Given instruction: Count the lines below that contain the string "wall". Output only the resulting number.

Data entries:
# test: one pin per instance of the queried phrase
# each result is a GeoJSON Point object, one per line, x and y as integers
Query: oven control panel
--
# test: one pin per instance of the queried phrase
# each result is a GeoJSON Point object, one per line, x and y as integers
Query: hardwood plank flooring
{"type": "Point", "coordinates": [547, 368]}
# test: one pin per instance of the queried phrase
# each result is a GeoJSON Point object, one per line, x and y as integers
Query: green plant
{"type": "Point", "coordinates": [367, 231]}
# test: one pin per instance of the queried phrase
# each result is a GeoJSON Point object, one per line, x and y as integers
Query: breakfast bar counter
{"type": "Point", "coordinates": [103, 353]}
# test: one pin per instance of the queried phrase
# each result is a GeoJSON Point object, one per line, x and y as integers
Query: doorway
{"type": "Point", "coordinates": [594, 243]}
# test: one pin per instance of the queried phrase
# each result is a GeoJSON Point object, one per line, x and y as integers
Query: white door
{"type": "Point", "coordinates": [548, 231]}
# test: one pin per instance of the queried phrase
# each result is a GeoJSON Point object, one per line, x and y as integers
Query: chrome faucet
---
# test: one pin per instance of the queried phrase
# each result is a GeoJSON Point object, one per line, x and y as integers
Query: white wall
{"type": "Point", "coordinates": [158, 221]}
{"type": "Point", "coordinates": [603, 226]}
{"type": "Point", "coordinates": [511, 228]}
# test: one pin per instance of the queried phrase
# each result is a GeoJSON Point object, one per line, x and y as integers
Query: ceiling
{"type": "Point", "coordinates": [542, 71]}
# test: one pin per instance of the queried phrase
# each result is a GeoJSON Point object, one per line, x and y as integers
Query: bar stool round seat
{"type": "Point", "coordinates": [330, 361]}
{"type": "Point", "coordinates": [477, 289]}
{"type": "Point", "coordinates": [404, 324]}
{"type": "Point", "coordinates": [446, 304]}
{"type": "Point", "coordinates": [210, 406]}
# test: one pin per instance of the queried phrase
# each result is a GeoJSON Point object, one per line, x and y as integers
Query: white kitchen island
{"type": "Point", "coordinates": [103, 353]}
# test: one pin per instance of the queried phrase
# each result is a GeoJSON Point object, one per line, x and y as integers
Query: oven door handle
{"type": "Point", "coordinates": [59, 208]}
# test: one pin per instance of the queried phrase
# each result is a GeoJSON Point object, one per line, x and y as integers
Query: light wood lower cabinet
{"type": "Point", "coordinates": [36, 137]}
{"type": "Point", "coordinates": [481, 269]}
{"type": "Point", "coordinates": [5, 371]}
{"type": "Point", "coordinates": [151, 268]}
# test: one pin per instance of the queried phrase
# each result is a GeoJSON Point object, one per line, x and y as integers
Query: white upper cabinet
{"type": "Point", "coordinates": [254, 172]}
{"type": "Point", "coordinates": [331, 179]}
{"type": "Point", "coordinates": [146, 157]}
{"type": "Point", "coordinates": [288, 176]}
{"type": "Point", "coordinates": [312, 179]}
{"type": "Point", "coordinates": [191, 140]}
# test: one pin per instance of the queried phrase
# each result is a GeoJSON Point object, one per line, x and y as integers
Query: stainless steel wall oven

Output of the exercise: 2